Sadece merak ederek “O’nda ne buluyorsun” sorusu soruluyorsa bu faydalı olabilir. Şöyle ki   “O’nda olan bende  yoksa  ben  sevdiğin şeyler ile donanayım” demek istiyor olabilir. Bu  da dostluğa zarar değil fayda var. Bizlerde gerçekte dostlarımızın sevdiği ve sevmediği şeyleri bilirsek ona göre davranmaz mıyız?

Sevgili dostum,

Ne kadar seninle iyi dost olsak da  sana hiçbir zaman başkaları ile gördüğümde “O’nda ne buluyorsun?” diye sormam. Çünkü benimle dost olman ayrı, başkaları ile dost olman ayrı şeydir. Belki de benim sevmediğim insanlar ile sen güzel dostluk kurabilirsin. Bu senin hakkın.  Sen benim çocuğum, öğrencim değilsin ki. Koskocaman bir insansın.

Sevgili dostum,

Dostlar dostunda yanlış gördüğünden söyler ama ısrar etmez. Çünkü ona güvenir. Bilmediklerini anlatır ama  dostumuz, öğrenmek, kabullenmek istemiyorsa bir şey diyemez ki. Çünkü  zarar veren de fayda sağlayan da insanın gene kendisidir. Kendi davranışları, tutumları yanlışları ve doğrularıdır. Bugün doğru gelen aynı insana yarın yanlışta gelebilir. O yüzden dostluklar baskı kurmak , yönlendirmek için değil, bilgi ve sevgi sunmak içindir.

▶ Yapılacak görevler
(A) Dostluk üzerine yazıda insana zarar veren ve fayda sağlayan olarak insanın kendisine ait sayılan şeyleri sırala.
(B) Dostluk üzerine yazının "Sadece merak ederek" sözleriyle başlayıp "göre davranmaz mıyız?" sözleriyle biten kısmını, "dostluğa" yerine "arkadaşlığa" getirerek değiştir.
(C) Dostluk üzerine yazıyı, son cümlesinden sonra gelecek bir paragrafla sürdür.

Kayıtlı veri girdileri
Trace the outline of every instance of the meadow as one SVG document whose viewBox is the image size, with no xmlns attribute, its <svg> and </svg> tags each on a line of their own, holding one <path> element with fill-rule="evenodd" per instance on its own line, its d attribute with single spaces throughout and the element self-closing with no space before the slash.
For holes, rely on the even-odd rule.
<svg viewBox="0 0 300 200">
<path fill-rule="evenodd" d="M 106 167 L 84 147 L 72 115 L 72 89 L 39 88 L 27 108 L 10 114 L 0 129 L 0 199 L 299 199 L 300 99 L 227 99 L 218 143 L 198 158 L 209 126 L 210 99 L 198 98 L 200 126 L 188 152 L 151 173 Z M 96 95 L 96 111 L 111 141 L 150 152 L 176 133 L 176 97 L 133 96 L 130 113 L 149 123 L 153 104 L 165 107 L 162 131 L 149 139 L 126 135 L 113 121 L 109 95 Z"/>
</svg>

▶ Görev çıktıları
(A) davranışları, tutumları, yanlışları, doğruları

(B)
Sadece merak ederek “O’nda ne buluyorsun” sorusu soruluyorsa bu faydalı olabilir. Şöyle ki   “O’nda olan bende  yoksa  ben  sevdiğin şeyler ile donanayım” demek istiyor olabilir. Bu  da arkadaşlığa zarar değil fayda var. Bizlerde gerçekte dostlarımızın sevdiği ve sevmediği şeyleri bilirsek ona göre davranmaz mıyız?

(C)
Sevgili dostum,

İnsanların bizimle  ilişkileri ve seninle ilişkileri farklı olabilir. Çünkü her insanın olaya bakışı,  bigi kültür, içinde bulundukları iş ve  aile , akraba çevresi farklıdır ve insan bu ortamlarda pişer ve gelişir. Bu yüzden insanların bu ortamlarda farklı düşünebilmeleri için o ortam bireylerinden daha çok okumak ve düşünmek  gibi alışkanlıklar ve beceriler geliştirmeleri lazımdır. Daha gelişmiş düşünce ve  yaşayış, düşünüş ve davranış biçimine sahip olanlara da  insanlar kolay şekilde etki edemez ve  yön veremezler.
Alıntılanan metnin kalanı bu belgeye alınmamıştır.